§ GIVEN TASK
Render every line of the records below as a JSON list of strings, one string per line, skipping any blank lines.

(Some records)

● ● ●

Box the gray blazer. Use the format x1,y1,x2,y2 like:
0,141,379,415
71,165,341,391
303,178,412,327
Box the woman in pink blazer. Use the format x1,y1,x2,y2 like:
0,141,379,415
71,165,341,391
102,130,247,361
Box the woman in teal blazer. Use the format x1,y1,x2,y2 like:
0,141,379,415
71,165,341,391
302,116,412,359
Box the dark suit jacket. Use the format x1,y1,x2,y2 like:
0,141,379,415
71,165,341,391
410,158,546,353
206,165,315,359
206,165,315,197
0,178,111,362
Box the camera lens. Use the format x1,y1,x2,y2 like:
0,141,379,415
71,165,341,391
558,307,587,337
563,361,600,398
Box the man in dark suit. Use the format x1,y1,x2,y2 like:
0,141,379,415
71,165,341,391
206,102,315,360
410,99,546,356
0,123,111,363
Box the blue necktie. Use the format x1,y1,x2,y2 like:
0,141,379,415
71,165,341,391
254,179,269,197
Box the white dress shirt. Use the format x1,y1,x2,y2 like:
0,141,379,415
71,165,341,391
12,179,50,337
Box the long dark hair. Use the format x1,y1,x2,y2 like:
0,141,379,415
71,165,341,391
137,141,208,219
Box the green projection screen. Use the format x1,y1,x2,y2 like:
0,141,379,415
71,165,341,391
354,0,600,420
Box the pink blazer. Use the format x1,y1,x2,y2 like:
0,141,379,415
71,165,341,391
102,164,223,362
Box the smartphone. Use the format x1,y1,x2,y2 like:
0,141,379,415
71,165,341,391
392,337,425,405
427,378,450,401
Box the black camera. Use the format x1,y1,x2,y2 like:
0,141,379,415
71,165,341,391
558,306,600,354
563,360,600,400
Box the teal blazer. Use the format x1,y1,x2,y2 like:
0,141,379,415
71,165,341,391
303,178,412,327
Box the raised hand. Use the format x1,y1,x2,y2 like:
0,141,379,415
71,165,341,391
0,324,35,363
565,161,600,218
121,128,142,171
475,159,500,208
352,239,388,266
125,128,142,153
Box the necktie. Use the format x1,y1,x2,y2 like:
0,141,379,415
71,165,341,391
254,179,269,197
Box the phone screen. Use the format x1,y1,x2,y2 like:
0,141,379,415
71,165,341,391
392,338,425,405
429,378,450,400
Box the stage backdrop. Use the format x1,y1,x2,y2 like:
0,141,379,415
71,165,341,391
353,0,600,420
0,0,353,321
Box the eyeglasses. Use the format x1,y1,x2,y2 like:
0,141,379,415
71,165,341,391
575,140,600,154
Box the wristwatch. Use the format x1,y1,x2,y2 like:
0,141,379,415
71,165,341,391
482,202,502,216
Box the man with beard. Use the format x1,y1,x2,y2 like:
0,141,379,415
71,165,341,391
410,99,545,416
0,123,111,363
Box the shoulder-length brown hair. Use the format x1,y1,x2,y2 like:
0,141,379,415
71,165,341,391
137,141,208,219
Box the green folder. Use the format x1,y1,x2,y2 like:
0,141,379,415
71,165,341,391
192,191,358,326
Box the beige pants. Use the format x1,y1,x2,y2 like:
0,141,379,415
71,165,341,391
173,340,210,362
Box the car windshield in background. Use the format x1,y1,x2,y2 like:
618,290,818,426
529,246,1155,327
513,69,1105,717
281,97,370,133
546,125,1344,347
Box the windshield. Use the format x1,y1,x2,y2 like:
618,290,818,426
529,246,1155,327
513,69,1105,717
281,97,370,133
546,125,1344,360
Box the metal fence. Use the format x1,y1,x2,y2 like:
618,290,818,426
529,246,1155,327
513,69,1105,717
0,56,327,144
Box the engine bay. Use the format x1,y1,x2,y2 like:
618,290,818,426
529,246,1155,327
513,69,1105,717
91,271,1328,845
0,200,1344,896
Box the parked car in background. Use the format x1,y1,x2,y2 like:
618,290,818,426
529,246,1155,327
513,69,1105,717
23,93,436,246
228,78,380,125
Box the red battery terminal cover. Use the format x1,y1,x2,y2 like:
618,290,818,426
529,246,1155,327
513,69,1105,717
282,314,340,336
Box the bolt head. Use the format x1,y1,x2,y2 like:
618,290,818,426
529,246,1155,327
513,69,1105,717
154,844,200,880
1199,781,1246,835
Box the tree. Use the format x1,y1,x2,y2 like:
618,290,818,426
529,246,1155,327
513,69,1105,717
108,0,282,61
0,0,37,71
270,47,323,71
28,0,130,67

● ● ●

§ COMPLETE OUTPUT
[
  "Box the gray blazer. Use the format x1,y1,x2,y2 like:",
  "0,141,379,415",
  "71,165,341,391",
  "303,178,412,327",
  "Box the woman in pink blazer. Use the format x1,y1,x2,y2 like:",
  "0,141,379,415",
  "71,165,341,391",
  "102,130,247,361",
  "Box the woman in teal blazer. Use the format x1,y1,x2,y2 like:",
  "0,141,379,415",
  "71,165,341,391",
  "302,116,412,359",
  "Box the dark suit jacket. Use the format x1,y1,x2,y2 like:",
  "0,141,379,415",
  "71,165,341,391",
  "410,158,546,353",
  "206,165,315,359",
  "206,165,315,197",
  "0,178,111,362",
  "Box the camera lens. Use the format x1,y1,x2,y2 like:",
  "0,141,379,415",
  "71,165,341,391",
  "558,307,587,337",
  "563,361,600,398",
  "Box the man in dark suit. Use the format x1,y1,x2,y2 like:",
  "0,141,379,415",
  "71,165,341,391",
  "206,102,315,360",
  "410,99,546,356",
  "0,123,111,363",
  "Box the blue necktie. Use the format x1,y1,x2,y2 like:",
  "0,141,379,415",
  "71,165,341,391",
  "254,179,269,197",
  "Box the white dress shirt. Use the format x1,y1,x2,y2 like:",
  "0,141,379,415",
  "71,165,341,391",
  "12,179,50,337",
  "Box the long dark hair. Use the format x1,y1,x2,y2 like:",
  "0,141,379,415",
  "71,165,341,391",
  "137,141,208,219",
  "Box the green projection screen. Use the format x1,y1,x2,y2 like:",
  "0,141,379,415",
  "71,165,341,391",
  "354,0,600,420",
  "Box the pink blazer. Use the format x1,y1,x2,y2 like:",
  "0,141,379,415",
  "71,165,341,391",
  "102,164,223,362",
  "Box the smartphone. Use the format x1,y1,x2,y2 like:",
  "0,141,379,415",
  "71,165,341,391",
  "392,337,425,405",
  "427,378,450,401",
  "Box the black camera. Use the format x1,y1,x2,y2 like:",
  "0,141,379,415",
  "71,165,341,391",
  "558,306,600,354",
  "563,360,600,400",
  "Box the teal blazer. Use the format x1,y1,x2,y2 like:",
  "0,141,379,415",
  "71,165,341,391",
  "303,178,412,327",
  "Box the raised hand. Use the format x1,y1,x2,y2 like:",
  "0,141,379,415",
  "71,165,341,391",
  "0,324,35,363",
  "565,161,600,218",
  "121,128,142,171",
  "475,159,500,208",
  "352,239,388,266",
  "125,128,142,153",
  "Box the necktie. Use the format x1,y1,x2,y2 like:",
  "0,141,379,415",
  "71,165,341,391",
  "254,179,269,197",
  "Box the phone screen. Use the format x1,y1,x2,y2 like:",
  "0,141,379,415",
  "71,165,341,391",
  "392,338,425,405",
  "429,378,450,400",
  "Box the stage backdrop. Use the format x1,y1,x2,y2 like:",
  "0,141,379,415",
  "71,165,341,391",
  "353,0,600,420",
  "0,0,353,321",
  "Box the eyeglasses. Use the format x1,y1,x2,y2 like:",
  "0,141,379,415",
  "71,165,341,391",
  "575,140,600,154",
  "Box the wristwatch. Use the format x1,y1,x2,y2 like:",
  "0,141,379,415",
  "71,165,341,391",
  "482,202,502,216",
  "Box the man with beard. Use the format x1,y1,x2,y2 like:",
  "0,141,379,415",
  "71,165,341,391",
  "410,99,545,416",
  "0,123,111,363",
  "Box the shoulder-length brown hair. Use the format x1,y1,x2,y2 like:",
  "0,141,379,415",
  "71,165,341,391",
  "137,141,208,219",
  "Box the green folder. Use the format x1,y1,x2,y2 like:",
  "0,141,379,415",
  "71,165,341,391",
  "192,191,358,326",
  "Box the beige pants. Use the format x1,y1,x2,y2 like:",
  "0,141,379,415",
  "71,165,341,391",
  "173,340,210,362",
  "Box the car windshield in background. Use the format x1,y1,x2,y2 like:",
  "618,290,818,426",
  "529,246,1155,327",
  "513,69,1105,717",
  "281,97,370,133",
  "546,125,1344,347",
  "Box the windshield. Use the format x1,y1,x2,y2 like:",
  "618,290,818,426",
  "529,246,1155,327",
  "513,69,1105,717",
  "281,97,370,133",
  "546,125,1344,360",
  "Box the metal fence. Use the format x1,y1,x2,y2 like:",
  "618,290,818,426",
  "529,246,1155,327",
  "513,69,1105,717",
  "0,56,327,144",
  "Box the engine bay. Use the format x1,y1,x2,y2 like:",
  "618,290,818,426",
  "529,246,1155,327",
  "513,69,1105,717",
  "91,271,1328,845",
  "0,200,1344,896",
  "Box the parked car in background. Use the format x1,y1,x2,y2 like:",
  "618,290,818,426",
  "529,246,1155,327",
  "513,69,1105,717",
  "23,93,436,246",
  "228,78,380,125",
  "Box the red battery terminal cover. Use the format x1,y1,x2,y2 like:",
  "618,290,818,426",
  "529,246,1155,327",
  "513,69,1105,717",
  "282,314,340,336",
  "Box the bolt head. Use the format x1,y1,x2,y2 like:",
  "618,290,818,426",
  "529,246,1155,327",
  "513,69,1105,717",
  "154,844,200,880",
  "1199,781,1246,835",
  "Box the tree. Use the format x1,y1,x2,y2 like:",
  "618,290,818,426",
  "529,246,1155,327",
  "513,69,1105,717",
  "108,0,282,61",
  "0,0,37,71",
  "270,47,323,71",
  "28,0,130,67"
]